# REQUIRED ACTION
Return only those lines of the records below in which "rescuer" appears.

Stored dataset items:
◇ ◇ ◇ ◇

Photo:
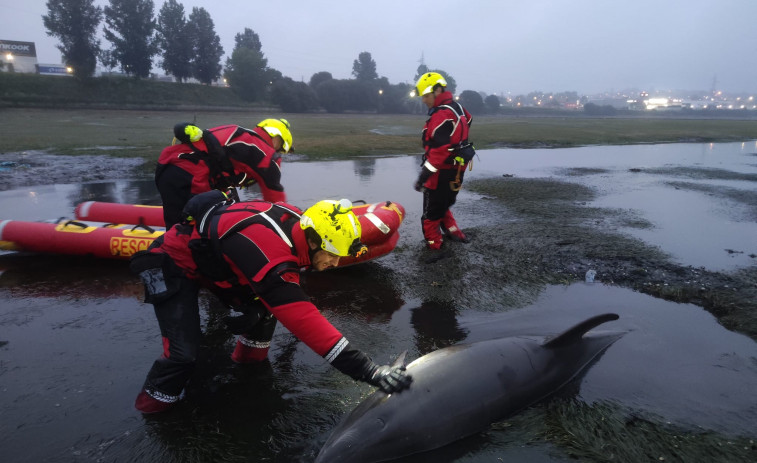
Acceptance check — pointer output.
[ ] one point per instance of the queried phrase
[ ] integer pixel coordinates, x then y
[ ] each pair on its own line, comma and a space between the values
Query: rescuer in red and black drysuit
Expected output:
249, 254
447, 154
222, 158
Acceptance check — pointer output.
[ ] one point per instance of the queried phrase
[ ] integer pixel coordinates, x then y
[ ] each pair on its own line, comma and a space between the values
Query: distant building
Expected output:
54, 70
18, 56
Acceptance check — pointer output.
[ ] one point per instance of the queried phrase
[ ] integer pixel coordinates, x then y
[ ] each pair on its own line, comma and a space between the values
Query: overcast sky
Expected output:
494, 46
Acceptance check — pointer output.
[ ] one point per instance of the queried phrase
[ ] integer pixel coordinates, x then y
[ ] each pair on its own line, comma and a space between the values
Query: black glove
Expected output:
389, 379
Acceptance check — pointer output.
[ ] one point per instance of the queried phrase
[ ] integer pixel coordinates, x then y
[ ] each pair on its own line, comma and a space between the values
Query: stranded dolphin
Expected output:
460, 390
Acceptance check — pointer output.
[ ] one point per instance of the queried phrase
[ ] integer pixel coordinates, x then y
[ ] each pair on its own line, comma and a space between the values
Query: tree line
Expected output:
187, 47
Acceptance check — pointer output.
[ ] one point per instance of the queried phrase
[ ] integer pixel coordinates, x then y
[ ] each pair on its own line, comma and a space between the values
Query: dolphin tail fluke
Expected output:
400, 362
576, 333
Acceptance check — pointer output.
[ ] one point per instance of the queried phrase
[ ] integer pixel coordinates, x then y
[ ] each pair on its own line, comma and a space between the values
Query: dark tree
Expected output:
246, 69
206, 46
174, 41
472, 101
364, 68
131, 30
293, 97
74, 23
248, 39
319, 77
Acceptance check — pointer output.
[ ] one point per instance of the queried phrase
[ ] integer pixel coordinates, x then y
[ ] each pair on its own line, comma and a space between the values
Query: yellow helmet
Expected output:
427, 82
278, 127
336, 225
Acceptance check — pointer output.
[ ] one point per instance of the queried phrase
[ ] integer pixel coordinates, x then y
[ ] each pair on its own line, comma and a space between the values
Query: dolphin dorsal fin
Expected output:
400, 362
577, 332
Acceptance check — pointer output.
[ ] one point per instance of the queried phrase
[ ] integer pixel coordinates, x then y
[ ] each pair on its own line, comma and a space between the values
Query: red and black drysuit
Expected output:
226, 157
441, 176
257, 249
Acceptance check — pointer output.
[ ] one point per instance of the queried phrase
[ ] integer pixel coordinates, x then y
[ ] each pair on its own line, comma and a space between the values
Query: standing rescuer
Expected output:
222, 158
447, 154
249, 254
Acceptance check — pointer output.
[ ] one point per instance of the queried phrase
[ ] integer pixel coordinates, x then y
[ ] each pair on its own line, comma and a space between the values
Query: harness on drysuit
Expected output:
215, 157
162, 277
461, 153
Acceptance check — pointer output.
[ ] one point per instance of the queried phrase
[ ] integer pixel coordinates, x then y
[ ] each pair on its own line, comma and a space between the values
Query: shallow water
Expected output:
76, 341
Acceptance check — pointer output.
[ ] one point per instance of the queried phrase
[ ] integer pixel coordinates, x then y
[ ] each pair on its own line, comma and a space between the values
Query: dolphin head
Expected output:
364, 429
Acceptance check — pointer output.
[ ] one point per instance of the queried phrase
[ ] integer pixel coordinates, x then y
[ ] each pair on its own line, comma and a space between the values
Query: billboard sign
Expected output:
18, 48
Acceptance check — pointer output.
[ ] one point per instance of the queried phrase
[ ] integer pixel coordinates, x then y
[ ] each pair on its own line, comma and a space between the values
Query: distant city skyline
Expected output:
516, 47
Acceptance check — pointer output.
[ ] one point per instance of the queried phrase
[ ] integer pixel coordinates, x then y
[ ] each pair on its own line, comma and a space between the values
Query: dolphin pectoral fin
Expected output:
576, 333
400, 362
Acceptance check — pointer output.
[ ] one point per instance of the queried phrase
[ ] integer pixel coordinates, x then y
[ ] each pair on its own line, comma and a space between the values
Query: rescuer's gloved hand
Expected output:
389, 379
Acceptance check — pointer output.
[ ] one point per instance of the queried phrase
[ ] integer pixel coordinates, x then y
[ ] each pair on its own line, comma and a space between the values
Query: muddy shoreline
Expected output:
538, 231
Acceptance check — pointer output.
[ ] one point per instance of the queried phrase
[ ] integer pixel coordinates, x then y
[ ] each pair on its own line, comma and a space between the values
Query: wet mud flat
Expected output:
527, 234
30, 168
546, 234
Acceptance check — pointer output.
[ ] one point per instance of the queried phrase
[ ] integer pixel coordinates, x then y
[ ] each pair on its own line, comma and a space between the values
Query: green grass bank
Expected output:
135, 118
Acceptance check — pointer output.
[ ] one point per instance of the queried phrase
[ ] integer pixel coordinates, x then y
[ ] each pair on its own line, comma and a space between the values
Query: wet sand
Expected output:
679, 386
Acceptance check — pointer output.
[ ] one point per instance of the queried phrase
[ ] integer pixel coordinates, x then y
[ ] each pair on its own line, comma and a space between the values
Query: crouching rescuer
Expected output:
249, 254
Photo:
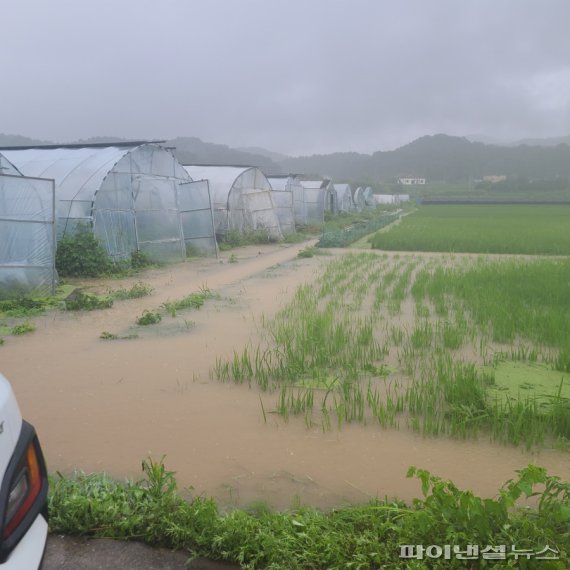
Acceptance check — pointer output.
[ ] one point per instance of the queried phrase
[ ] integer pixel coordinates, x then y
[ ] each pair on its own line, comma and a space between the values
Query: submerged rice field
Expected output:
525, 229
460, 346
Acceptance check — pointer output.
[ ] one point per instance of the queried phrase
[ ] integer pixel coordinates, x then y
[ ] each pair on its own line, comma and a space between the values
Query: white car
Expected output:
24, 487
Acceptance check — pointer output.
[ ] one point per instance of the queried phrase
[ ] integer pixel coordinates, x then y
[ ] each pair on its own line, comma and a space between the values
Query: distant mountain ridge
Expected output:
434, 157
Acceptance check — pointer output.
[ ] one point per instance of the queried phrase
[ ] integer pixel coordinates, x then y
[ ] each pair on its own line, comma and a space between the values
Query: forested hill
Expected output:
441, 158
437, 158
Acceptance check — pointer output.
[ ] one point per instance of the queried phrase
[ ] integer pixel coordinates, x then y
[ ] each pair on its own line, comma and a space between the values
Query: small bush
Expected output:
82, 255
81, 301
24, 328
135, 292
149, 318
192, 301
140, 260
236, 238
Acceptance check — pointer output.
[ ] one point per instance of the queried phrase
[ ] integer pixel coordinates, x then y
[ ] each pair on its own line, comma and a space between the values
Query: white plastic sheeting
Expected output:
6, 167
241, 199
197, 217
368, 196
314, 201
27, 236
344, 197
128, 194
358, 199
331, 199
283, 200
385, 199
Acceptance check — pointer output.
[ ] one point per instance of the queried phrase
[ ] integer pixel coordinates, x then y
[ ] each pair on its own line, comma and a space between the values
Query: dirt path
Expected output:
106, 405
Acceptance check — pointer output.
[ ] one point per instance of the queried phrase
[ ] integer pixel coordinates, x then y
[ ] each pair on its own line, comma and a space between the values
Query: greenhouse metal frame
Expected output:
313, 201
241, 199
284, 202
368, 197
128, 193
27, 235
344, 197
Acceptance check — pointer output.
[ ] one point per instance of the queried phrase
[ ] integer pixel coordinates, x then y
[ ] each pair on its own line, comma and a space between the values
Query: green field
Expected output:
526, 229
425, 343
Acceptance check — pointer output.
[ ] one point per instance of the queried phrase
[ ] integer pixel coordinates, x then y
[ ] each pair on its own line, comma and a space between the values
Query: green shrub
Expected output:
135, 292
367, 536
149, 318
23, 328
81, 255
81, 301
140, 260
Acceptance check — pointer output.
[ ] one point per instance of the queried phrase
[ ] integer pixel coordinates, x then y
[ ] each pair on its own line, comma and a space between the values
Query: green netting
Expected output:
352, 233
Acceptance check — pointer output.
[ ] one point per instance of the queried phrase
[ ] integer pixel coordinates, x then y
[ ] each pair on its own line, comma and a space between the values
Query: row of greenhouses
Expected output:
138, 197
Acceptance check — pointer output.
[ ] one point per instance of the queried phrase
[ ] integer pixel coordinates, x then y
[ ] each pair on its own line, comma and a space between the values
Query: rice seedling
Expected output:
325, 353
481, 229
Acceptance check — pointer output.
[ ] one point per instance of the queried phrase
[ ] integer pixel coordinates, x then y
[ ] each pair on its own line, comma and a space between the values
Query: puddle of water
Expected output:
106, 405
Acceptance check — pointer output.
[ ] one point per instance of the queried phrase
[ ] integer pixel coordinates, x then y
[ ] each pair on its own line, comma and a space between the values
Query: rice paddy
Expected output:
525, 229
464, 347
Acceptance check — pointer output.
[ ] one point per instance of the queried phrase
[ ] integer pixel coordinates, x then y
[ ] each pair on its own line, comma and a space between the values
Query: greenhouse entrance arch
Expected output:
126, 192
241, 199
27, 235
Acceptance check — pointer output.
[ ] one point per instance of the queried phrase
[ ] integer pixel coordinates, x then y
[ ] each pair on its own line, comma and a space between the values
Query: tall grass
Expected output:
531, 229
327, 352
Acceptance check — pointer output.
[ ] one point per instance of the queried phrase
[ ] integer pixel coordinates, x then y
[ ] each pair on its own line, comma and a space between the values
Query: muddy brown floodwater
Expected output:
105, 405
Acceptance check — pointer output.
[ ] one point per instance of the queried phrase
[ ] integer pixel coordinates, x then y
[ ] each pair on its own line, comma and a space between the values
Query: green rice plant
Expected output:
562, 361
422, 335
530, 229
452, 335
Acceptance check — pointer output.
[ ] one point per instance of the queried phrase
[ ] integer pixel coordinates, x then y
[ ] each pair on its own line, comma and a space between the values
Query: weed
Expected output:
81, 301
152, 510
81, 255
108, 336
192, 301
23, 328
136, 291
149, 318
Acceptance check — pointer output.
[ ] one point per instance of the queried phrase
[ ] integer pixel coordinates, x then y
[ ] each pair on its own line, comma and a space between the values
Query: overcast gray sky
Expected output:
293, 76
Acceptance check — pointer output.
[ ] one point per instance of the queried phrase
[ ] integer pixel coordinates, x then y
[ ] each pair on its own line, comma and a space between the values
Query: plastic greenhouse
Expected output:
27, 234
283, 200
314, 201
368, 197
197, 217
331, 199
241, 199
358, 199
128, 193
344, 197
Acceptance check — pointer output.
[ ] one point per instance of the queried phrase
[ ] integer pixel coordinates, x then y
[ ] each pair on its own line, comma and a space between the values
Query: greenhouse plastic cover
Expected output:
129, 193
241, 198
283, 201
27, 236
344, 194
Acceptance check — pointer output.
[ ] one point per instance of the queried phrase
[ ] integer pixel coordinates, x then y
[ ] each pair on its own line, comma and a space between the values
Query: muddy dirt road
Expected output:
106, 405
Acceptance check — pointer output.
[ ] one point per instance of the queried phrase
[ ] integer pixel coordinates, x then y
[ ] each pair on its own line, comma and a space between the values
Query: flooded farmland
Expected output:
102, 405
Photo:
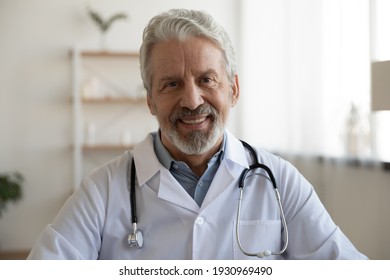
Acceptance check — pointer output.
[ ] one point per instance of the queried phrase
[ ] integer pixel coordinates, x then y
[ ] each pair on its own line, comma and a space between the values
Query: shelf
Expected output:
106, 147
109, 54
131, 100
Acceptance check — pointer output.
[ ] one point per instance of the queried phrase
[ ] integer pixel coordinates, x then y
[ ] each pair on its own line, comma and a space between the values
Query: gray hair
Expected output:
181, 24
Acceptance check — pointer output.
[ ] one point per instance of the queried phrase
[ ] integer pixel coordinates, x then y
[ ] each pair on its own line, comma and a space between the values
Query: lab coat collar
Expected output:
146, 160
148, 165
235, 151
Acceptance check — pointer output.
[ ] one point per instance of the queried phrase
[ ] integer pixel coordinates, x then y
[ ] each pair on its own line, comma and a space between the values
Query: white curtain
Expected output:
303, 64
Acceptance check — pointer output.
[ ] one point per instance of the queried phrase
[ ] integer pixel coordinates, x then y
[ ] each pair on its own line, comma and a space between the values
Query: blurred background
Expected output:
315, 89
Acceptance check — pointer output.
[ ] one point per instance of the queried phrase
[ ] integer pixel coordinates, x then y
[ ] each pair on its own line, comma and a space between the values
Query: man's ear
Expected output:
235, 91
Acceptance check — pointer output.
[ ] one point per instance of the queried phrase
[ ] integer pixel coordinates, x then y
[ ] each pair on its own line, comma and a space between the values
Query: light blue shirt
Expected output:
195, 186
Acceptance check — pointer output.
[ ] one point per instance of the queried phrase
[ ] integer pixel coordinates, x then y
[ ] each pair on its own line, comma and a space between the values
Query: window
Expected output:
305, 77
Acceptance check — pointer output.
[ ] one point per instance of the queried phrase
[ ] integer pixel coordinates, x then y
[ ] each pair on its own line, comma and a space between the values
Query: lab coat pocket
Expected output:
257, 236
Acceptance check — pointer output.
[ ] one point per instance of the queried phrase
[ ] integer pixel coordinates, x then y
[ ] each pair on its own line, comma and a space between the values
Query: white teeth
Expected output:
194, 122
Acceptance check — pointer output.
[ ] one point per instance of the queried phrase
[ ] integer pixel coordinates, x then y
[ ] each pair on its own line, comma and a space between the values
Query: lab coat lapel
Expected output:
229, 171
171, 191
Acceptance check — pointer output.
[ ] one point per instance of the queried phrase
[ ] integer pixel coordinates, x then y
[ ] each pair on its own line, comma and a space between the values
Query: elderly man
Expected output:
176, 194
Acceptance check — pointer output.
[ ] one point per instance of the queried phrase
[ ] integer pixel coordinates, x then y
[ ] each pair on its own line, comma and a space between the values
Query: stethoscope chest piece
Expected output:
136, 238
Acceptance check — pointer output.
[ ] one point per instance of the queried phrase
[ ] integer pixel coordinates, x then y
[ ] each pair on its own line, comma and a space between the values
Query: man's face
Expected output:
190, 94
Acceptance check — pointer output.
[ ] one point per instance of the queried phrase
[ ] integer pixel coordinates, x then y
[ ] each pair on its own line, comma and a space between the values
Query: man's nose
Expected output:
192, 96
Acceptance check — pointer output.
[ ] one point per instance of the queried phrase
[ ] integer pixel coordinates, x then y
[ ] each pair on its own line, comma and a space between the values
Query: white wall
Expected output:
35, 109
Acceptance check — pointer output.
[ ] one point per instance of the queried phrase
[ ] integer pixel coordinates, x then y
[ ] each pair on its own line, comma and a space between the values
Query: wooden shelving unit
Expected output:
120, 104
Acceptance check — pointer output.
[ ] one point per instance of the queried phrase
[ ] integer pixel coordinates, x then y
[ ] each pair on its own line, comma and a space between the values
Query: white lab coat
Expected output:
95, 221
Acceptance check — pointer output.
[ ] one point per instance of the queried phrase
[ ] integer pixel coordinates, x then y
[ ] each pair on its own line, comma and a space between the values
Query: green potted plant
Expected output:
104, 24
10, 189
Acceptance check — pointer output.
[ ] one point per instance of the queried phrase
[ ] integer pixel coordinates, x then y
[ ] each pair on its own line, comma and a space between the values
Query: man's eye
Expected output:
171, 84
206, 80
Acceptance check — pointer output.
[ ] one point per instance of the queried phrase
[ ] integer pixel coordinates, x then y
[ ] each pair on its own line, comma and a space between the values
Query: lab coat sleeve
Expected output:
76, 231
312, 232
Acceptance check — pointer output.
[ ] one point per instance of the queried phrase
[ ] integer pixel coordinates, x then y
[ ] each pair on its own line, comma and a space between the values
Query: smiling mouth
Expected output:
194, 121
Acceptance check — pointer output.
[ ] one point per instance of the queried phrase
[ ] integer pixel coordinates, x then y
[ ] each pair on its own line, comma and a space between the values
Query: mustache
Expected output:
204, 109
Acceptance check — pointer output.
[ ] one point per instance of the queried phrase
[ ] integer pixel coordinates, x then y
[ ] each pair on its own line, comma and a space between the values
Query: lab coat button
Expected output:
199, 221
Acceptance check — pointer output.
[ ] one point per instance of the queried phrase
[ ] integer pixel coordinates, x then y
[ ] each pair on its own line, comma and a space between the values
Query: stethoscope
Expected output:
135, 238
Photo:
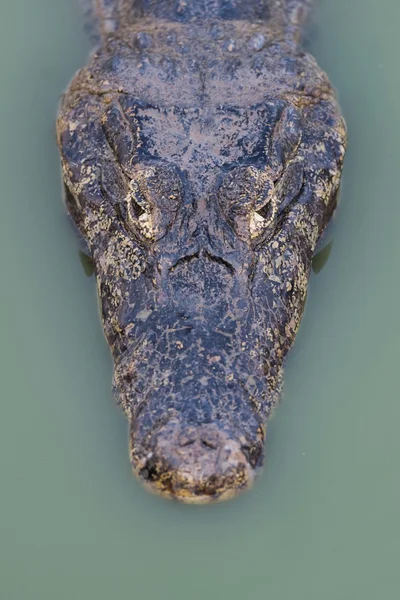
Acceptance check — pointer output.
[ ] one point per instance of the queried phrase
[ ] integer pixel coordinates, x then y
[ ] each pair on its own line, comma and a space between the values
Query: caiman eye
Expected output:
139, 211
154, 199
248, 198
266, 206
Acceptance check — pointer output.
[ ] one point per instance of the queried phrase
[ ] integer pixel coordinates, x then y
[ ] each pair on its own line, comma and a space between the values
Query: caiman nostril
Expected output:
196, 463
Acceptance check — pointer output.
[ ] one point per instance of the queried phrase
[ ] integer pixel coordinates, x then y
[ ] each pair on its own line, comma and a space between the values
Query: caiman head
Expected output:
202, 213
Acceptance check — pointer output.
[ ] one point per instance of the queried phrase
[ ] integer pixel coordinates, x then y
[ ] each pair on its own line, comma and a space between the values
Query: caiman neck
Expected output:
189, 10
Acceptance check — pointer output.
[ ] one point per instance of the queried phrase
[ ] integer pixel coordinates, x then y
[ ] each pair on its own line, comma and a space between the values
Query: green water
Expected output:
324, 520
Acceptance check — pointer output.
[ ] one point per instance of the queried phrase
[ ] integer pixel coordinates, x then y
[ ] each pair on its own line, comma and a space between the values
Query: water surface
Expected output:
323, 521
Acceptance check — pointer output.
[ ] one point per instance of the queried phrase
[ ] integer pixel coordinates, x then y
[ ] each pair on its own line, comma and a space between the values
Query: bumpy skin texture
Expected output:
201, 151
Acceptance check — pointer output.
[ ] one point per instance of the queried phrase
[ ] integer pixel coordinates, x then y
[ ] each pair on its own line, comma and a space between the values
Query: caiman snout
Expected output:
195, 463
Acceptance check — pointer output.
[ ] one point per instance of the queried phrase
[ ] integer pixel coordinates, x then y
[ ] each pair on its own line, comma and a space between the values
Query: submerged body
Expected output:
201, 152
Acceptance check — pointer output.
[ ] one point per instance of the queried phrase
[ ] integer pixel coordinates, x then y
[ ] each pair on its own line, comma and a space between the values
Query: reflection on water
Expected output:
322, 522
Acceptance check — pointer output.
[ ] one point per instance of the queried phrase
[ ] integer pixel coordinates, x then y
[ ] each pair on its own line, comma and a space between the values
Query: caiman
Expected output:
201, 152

◇ ◇ ◇ ◇

# RESPONSE FOR THIS EXERCISE
Query: rescuer in red and black drysuit
Query: standing rescuer
Query: rescuer's gloved hand
Query: crouching rescuer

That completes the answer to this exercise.